[Excerpted passage]:
Pakistan Names CIA Station Chief: Western Media Won’t Talk

May 11th, 2011 - by admin

BBC World News & Associated Press / Dawn & Chidanand Rajghatta / TNN & Jawad R Awan / The Nation – 2011-05-11 00:01:33

http://www.bbc.co.uk/news/world-south-asia-13346155

US ‘Not to Withdraw Named Pakistan CIA Chief’
BBC World News

WASHINGTON (May 10, 2011) — The US has said it will not withdraw the CIA station chief in Pakistan, despite his name being leaked to local media last week. But officials quoted by US media said the name published in Pakistani news outlets was spelt incorrectly.

Relations between the countries have been under severe strain since a US raid killed Osama Bin Laden last week. Last year the former head of the CIA in Islamabad had to be withdrawn after his identity was revealed in the media. [See stories below.]

On Friday, the private TV channel ARY broadcast what it claimed was the current CIA station chief’s name. The Nation, a right-wing newspaper, then reported the story on Saturday, according to the Associated Press news agency.

Some unnamed US officials are reported to have said that the latest leak was a deliberate move by the authorities in Pakistan, which they say was intended to divert attention from questions over Bin Laden’s presence in their country.

[Raw data]:
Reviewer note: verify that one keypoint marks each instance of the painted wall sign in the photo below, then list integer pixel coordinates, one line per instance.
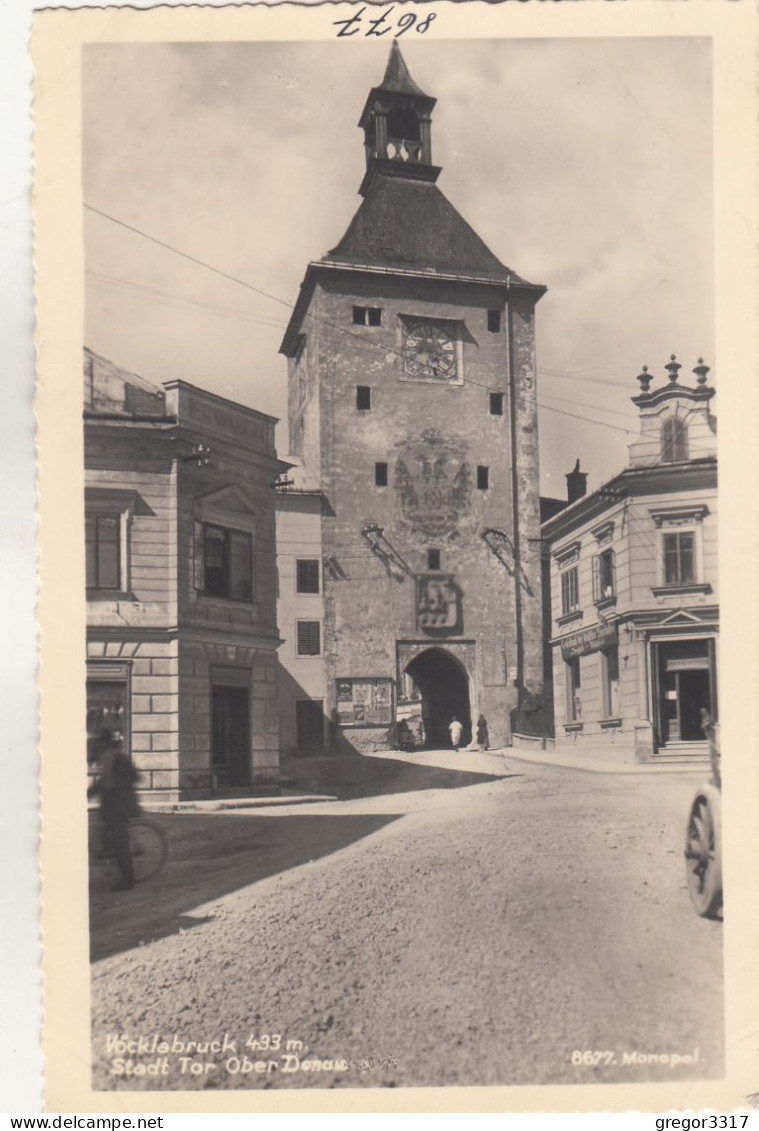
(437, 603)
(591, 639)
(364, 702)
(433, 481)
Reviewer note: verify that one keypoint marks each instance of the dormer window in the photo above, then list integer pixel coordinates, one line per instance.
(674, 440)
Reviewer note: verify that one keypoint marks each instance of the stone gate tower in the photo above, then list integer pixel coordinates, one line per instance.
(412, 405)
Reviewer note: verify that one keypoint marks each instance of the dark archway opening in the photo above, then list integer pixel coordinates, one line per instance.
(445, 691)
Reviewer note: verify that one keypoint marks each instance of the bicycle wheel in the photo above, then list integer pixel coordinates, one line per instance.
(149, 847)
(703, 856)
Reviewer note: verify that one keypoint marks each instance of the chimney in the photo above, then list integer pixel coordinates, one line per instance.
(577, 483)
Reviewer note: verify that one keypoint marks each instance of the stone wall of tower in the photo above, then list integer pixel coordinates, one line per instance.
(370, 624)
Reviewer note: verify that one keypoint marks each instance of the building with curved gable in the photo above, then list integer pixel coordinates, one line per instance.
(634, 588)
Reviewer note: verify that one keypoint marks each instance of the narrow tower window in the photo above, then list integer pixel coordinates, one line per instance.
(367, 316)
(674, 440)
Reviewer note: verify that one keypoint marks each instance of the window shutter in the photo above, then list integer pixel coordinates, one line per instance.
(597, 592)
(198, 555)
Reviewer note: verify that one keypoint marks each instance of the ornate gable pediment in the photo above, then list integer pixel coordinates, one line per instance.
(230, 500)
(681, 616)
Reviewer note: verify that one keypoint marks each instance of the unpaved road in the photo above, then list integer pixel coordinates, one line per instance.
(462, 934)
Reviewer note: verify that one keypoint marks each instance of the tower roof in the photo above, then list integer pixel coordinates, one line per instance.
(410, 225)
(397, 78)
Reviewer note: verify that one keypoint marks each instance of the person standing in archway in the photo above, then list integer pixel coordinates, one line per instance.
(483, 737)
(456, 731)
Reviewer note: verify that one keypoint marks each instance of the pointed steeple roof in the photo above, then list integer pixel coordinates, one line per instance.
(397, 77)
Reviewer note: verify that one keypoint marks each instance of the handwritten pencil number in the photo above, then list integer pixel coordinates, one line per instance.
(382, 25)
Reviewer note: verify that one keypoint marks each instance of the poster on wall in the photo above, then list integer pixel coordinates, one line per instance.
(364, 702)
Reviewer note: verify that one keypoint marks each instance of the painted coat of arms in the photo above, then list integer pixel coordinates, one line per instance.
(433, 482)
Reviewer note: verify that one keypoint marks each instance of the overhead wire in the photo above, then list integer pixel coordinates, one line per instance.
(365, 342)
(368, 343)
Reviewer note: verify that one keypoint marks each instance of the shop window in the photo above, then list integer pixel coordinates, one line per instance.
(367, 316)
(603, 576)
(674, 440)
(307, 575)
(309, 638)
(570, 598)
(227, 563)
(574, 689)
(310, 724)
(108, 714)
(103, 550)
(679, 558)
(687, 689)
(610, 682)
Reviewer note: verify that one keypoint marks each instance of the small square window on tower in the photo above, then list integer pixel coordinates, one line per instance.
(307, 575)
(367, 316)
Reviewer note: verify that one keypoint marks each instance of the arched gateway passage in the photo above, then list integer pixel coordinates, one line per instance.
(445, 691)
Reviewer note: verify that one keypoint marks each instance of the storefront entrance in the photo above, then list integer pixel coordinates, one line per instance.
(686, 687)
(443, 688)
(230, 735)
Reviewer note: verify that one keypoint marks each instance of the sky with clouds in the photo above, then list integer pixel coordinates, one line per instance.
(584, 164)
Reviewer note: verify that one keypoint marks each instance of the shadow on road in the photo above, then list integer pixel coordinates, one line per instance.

[Exercise requirements]:
1 > Duplicate the passage in the article about the CIA station chief in Pakistan from "http://www.bbc.co.uk/news/world-south-asia-13346155" to "Press news agency.".
2 > In the article about the CIA station chief in Pakistan, which private TV channel broadcast what it claimed was the station chief's name on Friday?
3 > Resume the article about the CIA station chief in Pakistan after its final sentence.

[Final results]:
1 >
http://www.bbc.co.uk/news/world-south-asia-13346155

US ‘Not to Withdraw Named Pakistan CIA Chief’
BBC World News

WASHINGTON (May 10, 2011) — The US has said it will not withdraw the CIA station chief in Pakistan, despite his name being leaked to local media last week. But officials quoted by US media said the name published in Pakistani news outlets was spelt incorrectly.

Relations between the countries have been under severe strain since a US raid killed Osama Bin Laden last week. Last year the former head of the CIA in Islamabad had to be withdrawn after his identity was revealed in the media. [See stories below.]

On Friday, the private TV channel ARY broadcast what it claimed was the current CIA station chief’s name. The Nation, a right-wing newspaper, then reported the story on Saturday, according to the Associated Press news agency.

2 > ARY.

3 >
Asad Munir, a former intelligence chief with responsibility for Pakistan’s tribal areas, where a number of militants find sanctuary, said the release of the name would not necessarily put the official at risk. “Normally people in intelligence have cover names. Only if there is a photograph to identify him could it put his life in danger,” Mr Munir told AP.

Bin Laden was killed in a US raid on a compound in Abbottabad, close to Islamabad and hundreds of metres away from the prestigious Pakistan Military Academy.

There have been suspicions — strongly denied by Pakistan — that someone in Pakistan’s Inter-Services Intelligence (ISI) spy agency, which has a long history of contacts with militant groups, may have helped hide Bin Laden.

On Monday, Pakistani Prime Minister Yousuf Raza Gilani insisted that allegations of Pakistani complicity and incompetence were “absurd”.

He said that Pakistan was “determined” to examine the failures to detect Bin Laden and stressed that the country’s relationship with the US was still strong.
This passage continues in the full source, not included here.